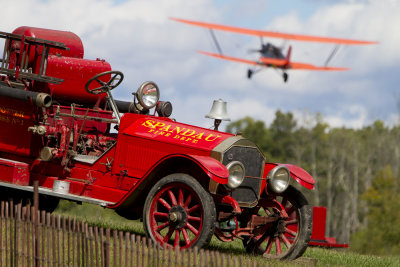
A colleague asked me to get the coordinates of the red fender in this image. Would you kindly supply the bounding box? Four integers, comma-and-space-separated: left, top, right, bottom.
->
141, 153, 229, 184
264, 163, 315, 190
186, 154, 229, 184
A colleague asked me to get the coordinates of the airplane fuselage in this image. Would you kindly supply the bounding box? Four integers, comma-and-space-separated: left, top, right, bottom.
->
260, 43, 285, 59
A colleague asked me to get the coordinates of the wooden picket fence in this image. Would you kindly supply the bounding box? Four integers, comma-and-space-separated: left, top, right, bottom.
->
0, 199, 275, 267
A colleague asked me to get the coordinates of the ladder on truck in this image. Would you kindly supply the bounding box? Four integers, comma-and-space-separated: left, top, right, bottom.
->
0, 31, 68, 85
____
* **EXERCISE AIM**: Set every entry down again exactly as written, and omit the images.

* **EXERCISE SOLUTION**:
A colleague asked me to get the coordinates of the red fender in this image. Would you kindly supply the bounding box? Four integers, comma-and-space-separated: left, top, right, bottom.
->
141, 153, 229, 184
264, 163, 315, 190
186, 154, 229, 184
A colleague asked me to get the coordinates of the airplane fuselage in this image. Would you kindly supply the bounding box? Four integers, comma-and-space-separated: left, top, right, bottom.
->
260, 43, 285, 59
A colleague asked me to get the coordinates of the wooden picket fence in this image. Would you kindly supply the bounding box? Four integers, comma-and-space-separated: left, top, right, bottom.
->
0, 199, 275, 267
A colleague asked me to get the coordinates of the ladder on truck in this image. Would you kindly supply the bounding box? Four integers, comma-and-space-separated: left, top, right, bottom.
->
0, 31, 68, 85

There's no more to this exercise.